>> START Data supplied
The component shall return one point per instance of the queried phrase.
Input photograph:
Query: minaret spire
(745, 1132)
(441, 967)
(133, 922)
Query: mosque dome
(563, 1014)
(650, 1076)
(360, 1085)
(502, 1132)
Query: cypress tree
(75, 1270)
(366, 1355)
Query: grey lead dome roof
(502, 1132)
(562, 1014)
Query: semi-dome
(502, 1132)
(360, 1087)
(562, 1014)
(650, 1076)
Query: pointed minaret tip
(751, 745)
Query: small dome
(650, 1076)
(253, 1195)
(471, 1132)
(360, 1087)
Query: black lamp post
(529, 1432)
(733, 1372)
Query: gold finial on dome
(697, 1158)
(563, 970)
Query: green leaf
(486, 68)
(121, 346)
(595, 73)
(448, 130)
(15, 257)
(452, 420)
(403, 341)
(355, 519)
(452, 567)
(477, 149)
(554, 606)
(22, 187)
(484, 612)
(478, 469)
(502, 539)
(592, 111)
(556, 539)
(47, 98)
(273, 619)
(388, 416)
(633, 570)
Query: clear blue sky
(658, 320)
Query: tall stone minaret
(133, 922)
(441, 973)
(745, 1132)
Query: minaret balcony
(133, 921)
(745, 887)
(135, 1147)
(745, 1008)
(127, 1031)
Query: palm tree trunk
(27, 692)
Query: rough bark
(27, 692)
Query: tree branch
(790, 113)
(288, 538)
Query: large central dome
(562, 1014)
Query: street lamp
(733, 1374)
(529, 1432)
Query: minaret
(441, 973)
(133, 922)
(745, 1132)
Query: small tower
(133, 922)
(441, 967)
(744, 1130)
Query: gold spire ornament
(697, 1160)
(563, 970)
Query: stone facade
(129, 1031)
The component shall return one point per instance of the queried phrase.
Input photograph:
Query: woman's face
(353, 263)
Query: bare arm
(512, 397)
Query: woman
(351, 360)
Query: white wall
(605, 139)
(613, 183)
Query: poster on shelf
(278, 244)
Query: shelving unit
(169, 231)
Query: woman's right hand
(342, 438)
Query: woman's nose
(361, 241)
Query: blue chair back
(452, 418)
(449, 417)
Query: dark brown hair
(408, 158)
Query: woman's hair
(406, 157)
>> END Data supplied
> _Written request_: Reproduce the lines above that run from the start of the records through the line containing "(366, 1355)", replacing "cypress tree" with "pine tree" and leaving everything else unchanged.

> _Exercise answer_:
The component shall return one point per instance of the queried phrase.
Input photograph:
Query: minaret spire
(745, 1132)
(441, 967)
(133, 922)
Query: mosque dome
(563, 1014)
(650, 1076)
(360, 1085)
(502, 1132)
Query: pine tree
(75, 1270)
(366, 1355)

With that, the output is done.